The need to increase power output in response to the general trend in the Italian market of demanding
higher-performing cars, partly as a result of the country's improving economic conditions, led Maserati to
convert the A6GCS two-litre engine to fully exploit the potential of the A6’s chassis.
The increase in displacement compared to the previous A6 model was achieved through precision
engineering work on the bore and stroke of the straight 6. The upgraded engine, with displacement of
1,954.3 cc, achieved a power output of 90 to 100 horsepower depending on the final setup, enabling a top
speed of 180 km/h, a clear manifesto of Maserati cars’ quality sports spirit.
The 1950 Turin Motor Show provided the backdrop for the impressive launch of the A6G 2000, which
Maserati presented in two versions: a 4-seater, 2-door sedan by Pininfarina, and a convertible designed by
Sixteen of these cars were assembled in 1950 and 1951: nine with bodywork by Pininfarina, and five
convertibles and a coupé by Pietro Frua. Alfredo Vignale produced just one car, a two-tone A6G 2000
coupé, with his signature sporty stylistic features.
Rear-wheel drive, a gearbox with four speeds plus reverse and a dry-mounted single disc clutch completed
the characteristics of the new A6G 2000, together with the independent wheel front suspensions and rear
suspensions comprising rigid axle with leaf springs. Hydraulically operated drum brakes on all four wheels
and solid steel or spoked wheels completed the carefully chosen blend of craftsmanship and technological
innovation, which made this car, built for the few, an icon on the motoring scene of the time.
Uniqueness, sportiness and Italian construction are all central to Maserati’s DNA and are still visible today
in the new models that will characterise the coming years, with state-of-the-art technological solutions.
Innovative by nature, Maserati plans its future by keeping faith with its past.

-*-

__PROBLEMS TO WORK ON__.
**A)** According to the Maserati A6G 2000 text, why did Maserati convert the A6GCS two-litre engine? Answer in one to three sentences.
**B)** Copy word for word the part of the Maserati A6G 2000 text starting with "Uniqueness, sportiness and" and going on through "state-of-the-art technological solutions.".
Rely only on the text above.

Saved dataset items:
-*-

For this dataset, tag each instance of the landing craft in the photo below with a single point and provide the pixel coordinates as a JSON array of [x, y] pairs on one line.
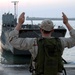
[[11, 55]]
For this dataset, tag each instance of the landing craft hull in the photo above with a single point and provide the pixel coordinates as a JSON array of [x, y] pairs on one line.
[[11, 55]]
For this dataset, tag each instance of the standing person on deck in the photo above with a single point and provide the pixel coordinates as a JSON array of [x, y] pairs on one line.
[[46, 29]]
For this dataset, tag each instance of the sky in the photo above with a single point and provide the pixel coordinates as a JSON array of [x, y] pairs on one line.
[[39, 8]]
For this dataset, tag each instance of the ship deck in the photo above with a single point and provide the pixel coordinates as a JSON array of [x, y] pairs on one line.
[[23, 69]]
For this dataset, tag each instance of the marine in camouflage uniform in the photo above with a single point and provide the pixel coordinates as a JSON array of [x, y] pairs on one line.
[[46, 28]]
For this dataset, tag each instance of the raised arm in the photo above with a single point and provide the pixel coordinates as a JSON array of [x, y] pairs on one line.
[[20, 21], [65, 21]]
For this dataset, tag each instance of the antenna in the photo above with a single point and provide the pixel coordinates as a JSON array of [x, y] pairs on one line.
[[15, 8]]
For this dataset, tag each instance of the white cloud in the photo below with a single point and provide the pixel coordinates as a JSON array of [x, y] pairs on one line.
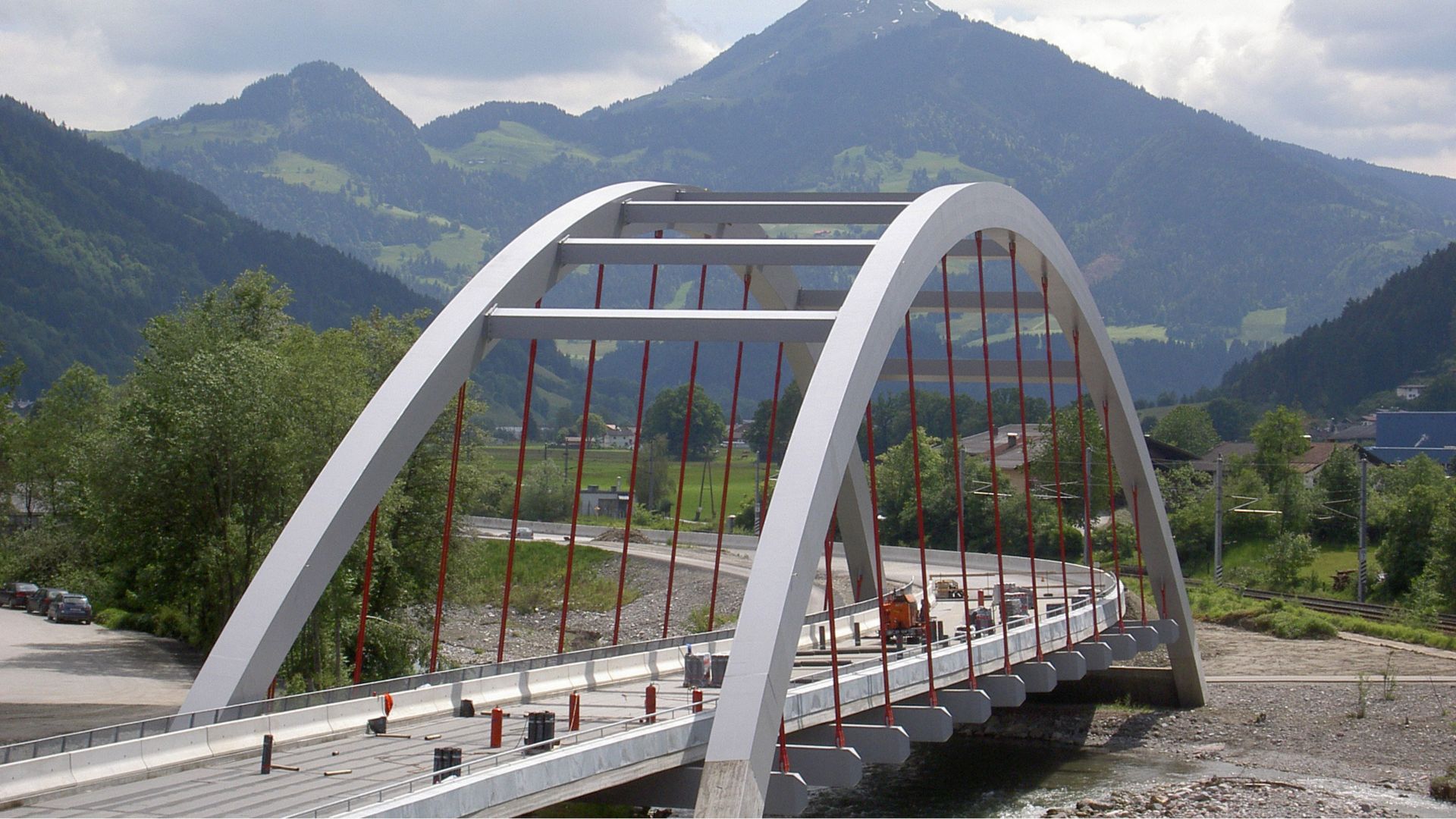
[[1348, 77], [1351, 77]]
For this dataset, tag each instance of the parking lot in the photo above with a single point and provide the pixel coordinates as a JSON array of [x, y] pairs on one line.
[[55, 678]]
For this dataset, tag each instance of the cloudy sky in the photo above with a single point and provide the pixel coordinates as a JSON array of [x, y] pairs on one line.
[[1351, 77]]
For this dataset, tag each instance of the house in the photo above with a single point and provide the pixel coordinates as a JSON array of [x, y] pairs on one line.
[[1008, 445], [606, 502], [1307, 464], [618, 436], [1401, 436], [1410, 391]]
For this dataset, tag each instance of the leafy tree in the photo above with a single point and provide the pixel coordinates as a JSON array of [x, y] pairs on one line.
[[1231, 417], [1187, 428], [57, 436], [758, 431], [1277, 439], [664, 417], [1404, 513], [1289, 557]]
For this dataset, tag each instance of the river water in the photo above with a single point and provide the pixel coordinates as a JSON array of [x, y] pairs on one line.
[[984, 777]]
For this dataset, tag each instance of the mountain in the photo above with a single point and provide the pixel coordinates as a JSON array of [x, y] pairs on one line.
[[92, 245], [1188, 226], [1405, 327]]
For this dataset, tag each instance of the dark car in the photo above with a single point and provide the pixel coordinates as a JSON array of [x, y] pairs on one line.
[[15, 595], [71, 608], [42, 599]]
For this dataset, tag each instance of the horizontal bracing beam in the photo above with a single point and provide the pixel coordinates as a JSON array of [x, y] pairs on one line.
[[829, 253], [658, 325], [813, 253], [797, 197], [762, 213], [930, 300], [1034, 371]]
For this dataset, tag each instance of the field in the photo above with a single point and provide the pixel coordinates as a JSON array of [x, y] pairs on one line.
[[613, 466], [1248, 557], [1264, 327]]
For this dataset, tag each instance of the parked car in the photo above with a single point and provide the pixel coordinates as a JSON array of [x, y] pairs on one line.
[[42, 599], [14, 595], [71, 608]]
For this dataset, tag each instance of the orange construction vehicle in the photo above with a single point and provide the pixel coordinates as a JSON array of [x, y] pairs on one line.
[[902, 617]]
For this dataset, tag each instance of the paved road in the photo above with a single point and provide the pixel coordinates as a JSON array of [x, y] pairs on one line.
[[55, 678]]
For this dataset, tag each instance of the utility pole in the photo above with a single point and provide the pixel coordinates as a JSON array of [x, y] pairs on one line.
[[1360, 585], [1218, 521]]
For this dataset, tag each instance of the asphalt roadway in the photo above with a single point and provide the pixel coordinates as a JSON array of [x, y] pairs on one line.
[[57, 678]]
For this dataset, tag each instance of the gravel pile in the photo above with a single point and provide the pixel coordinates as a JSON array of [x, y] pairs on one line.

-*-

__ANSWERS__.
**A)** Maserati needed more power output because the Italian market was demanding higher-performing cars, partly due to the country's improving economic conditions. Converting the engine let the company fully exploit the potential of the A6's chassis.

**B)**
Uniqueness, sportiness and Italian construction are all central to Maserati’s DNA and are still visible today
in the new models that will characterise the coming years, with state-of-the-art technological solutions.